• TASK OBJECTIVE:
Count the lines in the items that contain the string "truck", treating case as significant, and give only the number.

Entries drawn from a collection
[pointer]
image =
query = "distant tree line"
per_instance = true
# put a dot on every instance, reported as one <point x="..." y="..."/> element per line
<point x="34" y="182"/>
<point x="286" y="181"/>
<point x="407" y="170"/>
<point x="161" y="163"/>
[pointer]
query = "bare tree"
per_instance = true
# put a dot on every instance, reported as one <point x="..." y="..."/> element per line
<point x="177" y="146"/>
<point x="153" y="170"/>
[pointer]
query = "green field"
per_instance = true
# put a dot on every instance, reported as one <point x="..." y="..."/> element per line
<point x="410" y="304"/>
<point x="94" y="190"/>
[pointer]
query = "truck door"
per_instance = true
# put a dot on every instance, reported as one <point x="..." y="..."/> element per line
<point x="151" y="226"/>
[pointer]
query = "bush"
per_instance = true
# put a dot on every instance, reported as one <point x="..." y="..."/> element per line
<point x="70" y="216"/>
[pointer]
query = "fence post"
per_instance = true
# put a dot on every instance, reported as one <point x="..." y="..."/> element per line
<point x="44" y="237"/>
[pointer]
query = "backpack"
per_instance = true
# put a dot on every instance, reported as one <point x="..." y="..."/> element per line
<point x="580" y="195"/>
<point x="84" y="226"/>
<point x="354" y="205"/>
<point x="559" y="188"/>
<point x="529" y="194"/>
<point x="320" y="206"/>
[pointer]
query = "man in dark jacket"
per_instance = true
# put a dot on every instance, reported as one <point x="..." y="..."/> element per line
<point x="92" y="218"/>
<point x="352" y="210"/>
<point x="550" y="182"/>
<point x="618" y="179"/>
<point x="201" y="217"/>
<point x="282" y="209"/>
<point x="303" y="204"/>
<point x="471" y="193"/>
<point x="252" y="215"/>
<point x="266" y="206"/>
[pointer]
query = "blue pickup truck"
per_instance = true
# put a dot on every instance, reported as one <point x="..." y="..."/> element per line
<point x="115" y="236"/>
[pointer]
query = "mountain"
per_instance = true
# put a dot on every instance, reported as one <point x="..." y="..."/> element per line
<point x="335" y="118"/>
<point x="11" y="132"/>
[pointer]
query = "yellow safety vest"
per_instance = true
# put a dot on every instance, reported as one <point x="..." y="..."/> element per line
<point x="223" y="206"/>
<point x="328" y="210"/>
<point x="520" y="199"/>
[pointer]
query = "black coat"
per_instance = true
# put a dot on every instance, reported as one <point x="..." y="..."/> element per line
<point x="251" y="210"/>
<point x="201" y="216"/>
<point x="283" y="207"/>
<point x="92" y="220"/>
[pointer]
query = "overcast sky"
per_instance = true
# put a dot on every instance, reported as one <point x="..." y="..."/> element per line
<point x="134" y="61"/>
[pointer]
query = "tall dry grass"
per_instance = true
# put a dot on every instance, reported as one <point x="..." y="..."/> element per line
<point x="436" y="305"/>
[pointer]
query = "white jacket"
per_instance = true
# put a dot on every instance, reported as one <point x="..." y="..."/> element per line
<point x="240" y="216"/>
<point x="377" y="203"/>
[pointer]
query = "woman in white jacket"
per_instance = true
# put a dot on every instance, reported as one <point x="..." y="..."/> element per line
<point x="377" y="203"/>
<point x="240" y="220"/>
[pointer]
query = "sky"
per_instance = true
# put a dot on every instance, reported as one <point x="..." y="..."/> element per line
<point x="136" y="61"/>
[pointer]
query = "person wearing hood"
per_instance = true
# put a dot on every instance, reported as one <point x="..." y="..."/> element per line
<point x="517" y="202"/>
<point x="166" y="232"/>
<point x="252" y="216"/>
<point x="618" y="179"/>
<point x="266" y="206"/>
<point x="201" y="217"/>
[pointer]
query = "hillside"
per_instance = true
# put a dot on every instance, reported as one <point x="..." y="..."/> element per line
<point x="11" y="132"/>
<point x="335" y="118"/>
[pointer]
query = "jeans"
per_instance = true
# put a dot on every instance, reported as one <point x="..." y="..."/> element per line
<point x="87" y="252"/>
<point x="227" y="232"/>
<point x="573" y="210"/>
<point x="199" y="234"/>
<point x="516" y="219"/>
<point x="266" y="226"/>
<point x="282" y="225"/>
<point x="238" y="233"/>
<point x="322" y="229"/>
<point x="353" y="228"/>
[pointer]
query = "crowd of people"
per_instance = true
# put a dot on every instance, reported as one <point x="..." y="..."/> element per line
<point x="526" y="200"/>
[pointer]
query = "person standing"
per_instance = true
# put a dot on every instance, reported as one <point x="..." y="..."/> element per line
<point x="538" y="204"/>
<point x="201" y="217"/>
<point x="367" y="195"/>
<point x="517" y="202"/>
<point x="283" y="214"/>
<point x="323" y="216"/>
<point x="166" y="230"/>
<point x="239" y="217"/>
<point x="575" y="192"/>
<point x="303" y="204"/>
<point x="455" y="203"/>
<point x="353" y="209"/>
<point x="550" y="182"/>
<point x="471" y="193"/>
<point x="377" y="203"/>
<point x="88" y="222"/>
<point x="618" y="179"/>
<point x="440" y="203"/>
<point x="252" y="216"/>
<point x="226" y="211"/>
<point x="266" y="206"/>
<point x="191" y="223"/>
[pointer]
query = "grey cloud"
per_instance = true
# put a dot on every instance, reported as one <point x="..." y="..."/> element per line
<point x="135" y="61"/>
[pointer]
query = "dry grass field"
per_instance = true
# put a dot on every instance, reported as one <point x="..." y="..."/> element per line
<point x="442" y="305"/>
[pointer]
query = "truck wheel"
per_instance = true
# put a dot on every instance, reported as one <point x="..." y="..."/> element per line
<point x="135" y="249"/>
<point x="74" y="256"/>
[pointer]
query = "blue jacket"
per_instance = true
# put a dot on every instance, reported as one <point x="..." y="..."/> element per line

• EXERCISE RESPONSE:
3